Data records |
┏━━

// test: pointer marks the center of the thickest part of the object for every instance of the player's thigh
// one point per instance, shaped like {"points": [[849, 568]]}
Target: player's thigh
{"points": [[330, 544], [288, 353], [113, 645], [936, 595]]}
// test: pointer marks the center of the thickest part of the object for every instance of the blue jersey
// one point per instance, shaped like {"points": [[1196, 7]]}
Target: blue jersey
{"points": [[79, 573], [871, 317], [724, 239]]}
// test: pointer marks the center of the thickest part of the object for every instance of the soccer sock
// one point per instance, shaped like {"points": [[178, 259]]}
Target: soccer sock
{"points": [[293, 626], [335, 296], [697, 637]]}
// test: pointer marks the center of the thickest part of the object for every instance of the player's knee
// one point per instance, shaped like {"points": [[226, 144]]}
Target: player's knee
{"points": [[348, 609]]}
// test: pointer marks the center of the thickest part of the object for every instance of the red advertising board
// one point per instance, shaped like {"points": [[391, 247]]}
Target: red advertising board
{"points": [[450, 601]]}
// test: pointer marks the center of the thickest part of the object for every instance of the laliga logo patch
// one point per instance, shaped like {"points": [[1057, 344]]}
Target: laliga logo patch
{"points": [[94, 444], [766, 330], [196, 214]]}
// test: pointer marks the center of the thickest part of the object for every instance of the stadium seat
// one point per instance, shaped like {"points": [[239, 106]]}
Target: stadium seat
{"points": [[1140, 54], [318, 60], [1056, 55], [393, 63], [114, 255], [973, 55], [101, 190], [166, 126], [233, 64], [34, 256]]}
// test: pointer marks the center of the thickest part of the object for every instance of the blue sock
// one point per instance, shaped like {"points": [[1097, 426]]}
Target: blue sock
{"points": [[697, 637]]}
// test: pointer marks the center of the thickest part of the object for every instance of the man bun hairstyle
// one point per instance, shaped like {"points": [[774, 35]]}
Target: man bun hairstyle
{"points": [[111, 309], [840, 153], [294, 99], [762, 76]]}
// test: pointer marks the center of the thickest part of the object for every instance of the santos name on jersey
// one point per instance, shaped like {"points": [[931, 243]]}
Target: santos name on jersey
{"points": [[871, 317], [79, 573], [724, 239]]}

┗━━
┏━━

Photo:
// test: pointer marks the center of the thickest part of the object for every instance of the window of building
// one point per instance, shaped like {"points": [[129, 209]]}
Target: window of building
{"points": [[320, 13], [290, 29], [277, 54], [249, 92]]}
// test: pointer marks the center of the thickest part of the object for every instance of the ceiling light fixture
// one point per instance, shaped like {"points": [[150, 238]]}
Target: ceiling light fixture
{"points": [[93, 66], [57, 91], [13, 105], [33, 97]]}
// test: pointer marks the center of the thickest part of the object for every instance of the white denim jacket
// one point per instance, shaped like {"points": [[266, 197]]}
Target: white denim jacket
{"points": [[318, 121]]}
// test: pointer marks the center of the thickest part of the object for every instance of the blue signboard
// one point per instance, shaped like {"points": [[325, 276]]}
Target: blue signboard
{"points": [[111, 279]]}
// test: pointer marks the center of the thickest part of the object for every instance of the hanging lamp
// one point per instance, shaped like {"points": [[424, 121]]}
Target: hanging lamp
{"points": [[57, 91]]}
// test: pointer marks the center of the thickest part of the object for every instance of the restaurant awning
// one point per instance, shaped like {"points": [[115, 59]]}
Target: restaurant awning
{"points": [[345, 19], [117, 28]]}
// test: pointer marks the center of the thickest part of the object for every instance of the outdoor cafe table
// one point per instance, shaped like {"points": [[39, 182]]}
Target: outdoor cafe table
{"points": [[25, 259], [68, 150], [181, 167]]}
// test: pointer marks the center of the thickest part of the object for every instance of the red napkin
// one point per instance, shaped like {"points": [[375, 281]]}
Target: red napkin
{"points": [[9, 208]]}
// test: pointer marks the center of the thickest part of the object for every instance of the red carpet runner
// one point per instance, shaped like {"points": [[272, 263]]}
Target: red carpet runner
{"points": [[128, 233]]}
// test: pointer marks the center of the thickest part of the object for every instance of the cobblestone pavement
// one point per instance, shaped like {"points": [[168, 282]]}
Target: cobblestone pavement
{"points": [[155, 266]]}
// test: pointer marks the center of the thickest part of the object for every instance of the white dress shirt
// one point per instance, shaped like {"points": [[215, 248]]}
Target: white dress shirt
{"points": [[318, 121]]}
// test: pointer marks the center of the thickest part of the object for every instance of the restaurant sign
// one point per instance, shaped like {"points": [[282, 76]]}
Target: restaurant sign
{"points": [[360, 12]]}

┗━━

Task to complete |
Pull out every line in the records above that contains the word "napkin" and copy each one.

Final answer |
// test: pointer marks the center of the thickest part of the object for every instance of the red napkin
Target: red napkin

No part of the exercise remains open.